■ Directive
Please give the lines from the start of the data through the line containing "(70, 0), (640, 87)", inclusive, as a JSON list of strings with one string per line and blank lines omitted.

Start Exercise data

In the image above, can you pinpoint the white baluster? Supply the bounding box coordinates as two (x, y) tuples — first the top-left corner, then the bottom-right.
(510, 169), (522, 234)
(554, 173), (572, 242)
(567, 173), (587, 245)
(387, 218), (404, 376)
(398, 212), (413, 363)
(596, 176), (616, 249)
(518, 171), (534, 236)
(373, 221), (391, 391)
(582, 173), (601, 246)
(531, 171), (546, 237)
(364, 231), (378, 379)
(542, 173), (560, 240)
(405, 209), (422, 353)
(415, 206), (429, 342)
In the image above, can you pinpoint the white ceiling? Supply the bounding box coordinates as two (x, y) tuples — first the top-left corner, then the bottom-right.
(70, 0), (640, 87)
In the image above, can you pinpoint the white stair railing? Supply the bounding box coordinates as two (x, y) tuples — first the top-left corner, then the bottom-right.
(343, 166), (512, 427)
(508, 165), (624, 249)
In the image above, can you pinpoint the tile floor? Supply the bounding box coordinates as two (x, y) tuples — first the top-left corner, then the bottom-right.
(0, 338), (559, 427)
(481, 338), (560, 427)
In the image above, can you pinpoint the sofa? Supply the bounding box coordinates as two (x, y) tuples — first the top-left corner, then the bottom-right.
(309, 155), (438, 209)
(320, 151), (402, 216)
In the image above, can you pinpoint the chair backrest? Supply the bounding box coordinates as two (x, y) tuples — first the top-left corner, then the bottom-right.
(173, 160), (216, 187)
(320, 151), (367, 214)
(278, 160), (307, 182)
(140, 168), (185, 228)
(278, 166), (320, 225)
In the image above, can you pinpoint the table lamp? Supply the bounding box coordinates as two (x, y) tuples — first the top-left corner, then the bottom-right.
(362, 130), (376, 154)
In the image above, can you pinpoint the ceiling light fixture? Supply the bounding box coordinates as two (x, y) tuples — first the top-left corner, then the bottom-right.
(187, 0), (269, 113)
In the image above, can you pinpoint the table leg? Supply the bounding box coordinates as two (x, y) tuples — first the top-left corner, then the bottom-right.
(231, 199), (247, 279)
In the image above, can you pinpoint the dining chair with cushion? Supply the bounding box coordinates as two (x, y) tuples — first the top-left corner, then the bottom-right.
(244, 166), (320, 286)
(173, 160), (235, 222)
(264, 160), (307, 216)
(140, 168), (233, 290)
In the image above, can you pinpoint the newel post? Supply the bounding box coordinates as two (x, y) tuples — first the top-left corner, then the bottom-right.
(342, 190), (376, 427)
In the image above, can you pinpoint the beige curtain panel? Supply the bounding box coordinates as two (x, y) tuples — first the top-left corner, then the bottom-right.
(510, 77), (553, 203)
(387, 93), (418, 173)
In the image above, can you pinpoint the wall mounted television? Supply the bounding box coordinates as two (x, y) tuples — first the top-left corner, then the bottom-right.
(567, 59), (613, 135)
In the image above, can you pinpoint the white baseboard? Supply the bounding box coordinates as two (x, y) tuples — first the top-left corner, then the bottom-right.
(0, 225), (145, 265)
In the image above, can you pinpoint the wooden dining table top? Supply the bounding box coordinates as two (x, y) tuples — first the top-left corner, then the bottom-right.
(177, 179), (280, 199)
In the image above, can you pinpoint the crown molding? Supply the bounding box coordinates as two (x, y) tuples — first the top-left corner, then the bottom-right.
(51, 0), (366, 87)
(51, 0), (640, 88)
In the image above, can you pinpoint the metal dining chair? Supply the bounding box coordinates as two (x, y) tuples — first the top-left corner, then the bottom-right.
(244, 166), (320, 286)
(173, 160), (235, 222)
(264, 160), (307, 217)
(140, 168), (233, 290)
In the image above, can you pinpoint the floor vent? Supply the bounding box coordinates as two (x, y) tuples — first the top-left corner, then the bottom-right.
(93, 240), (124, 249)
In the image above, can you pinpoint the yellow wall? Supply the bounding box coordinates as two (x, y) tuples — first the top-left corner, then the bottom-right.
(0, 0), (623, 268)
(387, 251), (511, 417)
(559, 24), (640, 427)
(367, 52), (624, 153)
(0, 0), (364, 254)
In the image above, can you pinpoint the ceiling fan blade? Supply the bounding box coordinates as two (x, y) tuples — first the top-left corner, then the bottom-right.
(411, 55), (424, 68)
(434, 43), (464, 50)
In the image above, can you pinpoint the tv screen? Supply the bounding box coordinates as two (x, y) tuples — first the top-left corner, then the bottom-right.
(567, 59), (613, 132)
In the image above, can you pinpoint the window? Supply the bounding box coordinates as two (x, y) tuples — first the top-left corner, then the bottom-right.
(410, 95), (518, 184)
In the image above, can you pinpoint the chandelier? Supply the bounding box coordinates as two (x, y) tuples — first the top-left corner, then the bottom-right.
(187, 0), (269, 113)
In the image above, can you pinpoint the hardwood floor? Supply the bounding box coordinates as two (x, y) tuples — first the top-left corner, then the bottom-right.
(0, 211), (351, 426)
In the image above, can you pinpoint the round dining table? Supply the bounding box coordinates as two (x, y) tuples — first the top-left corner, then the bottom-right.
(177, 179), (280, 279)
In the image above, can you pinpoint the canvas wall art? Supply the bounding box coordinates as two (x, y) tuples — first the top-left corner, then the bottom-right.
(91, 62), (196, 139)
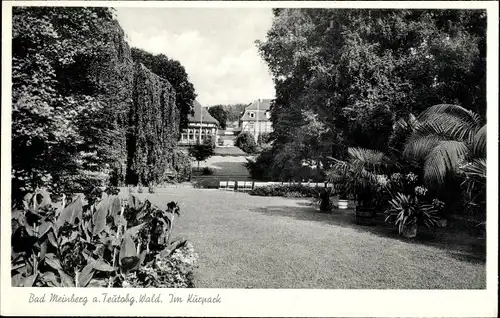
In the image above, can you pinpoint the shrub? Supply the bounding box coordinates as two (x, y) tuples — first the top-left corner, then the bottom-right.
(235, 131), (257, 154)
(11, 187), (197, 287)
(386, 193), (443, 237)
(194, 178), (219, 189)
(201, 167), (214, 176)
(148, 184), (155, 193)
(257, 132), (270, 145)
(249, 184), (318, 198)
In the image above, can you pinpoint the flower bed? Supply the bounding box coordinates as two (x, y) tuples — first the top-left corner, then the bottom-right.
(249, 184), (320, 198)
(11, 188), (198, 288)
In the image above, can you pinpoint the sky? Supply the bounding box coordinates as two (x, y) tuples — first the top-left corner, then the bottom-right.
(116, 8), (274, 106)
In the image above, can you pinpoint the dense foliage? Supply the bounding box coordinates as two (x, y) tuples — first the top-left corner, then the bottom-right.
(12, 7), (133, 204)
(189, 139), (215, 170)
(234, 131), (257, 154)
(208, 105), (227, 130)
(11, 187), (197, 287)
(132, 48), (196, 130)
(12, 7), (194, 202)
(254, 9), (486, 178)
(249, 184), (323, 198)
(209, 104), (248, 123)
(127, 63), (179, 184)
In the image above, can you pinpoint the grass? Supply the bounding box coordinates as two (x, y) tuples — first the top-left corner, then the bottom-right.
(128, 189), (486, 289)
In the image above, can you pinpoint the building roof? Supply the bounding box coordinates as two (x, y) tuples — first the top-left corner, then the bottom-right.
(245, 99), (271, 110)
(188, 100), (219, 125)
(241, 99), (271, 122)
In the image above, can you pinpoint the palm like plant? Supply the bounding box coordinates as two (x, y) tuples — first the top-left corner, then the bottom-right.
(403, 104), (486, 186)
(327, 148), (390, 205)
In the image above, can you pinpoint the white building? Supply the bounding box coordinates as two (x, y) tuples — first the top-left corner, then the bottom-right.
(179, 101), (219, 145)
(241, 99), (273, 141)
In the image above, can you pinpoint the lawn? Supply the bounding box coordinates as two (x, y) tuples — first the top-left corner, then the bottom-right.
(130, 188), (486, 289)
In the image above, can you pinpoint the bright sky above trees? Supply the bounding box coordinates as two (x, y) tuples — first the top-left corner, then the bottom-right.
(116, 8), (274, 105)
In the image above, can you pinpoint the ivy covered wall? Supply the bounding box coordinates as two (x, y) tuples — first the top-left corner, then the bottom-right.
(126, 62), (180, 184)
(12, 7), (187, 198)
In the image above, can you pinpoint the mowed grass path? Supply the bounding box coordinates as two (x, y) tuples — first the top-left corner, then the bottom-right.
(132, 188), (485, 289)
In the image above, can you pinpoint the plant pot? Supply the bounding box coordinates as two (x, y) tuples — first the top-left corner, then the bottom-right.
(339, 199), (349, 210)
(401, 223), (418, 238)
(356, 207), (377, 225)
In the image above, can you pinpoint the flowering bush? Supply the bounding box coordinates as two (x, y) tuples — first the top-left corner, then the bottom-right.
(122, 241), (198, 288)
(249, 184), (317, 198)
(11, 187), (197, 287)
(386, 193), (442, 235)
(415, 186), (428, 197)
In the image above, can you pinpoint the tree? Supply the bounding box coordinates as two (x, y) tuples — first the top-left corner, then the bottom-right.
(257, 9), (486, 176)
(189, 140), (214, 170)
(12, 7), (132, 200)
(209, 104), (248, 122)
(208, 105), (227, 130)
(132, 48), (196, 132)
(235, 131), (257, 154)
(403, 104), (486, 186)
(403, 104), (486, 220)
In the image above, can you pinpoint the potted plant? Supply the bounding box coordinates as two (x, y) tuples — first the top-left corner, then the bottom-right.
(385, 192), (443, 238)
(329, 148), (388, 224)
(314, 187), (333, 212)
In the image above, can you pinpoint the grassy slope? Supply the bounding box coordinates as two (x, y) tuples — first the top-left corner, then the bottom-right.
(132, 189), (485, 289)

End Exercise data

■ Final result
[
  "In the image above, can you pinpoint the white baluster? Supply the bounding box coordinates as two (x, y) tuples — first the top-left corner, then the bottom-right.",
  "(510, 169), (522, 234)",
  "(554, 173), (572, 242)",
  "(567, 173), (587, 245)",
  "(387, 218), (404, 376)",
  "(398, 212), (413, 363)",
  "(596, 176), (616, 249)",
  "(518, 171), (534, 236)",
  "(373, 221), (391, 391)",
  "(582, 173), (601, 246)",
  "(531, 171), (546, 237)",
  "(364, 231), (378, 379)",
  "(542, 173), (560, 240)",
  "(405, 209), (422, 353)",
  "(415, 206), (429, 342)",
  "In the image above, can you pinpoint the white ceiling? Supply the bounding box coordinates as two (x, y) tuples — first the top-left corner, then the bottom-right.",
  "(70, 0), (640, 87)"
]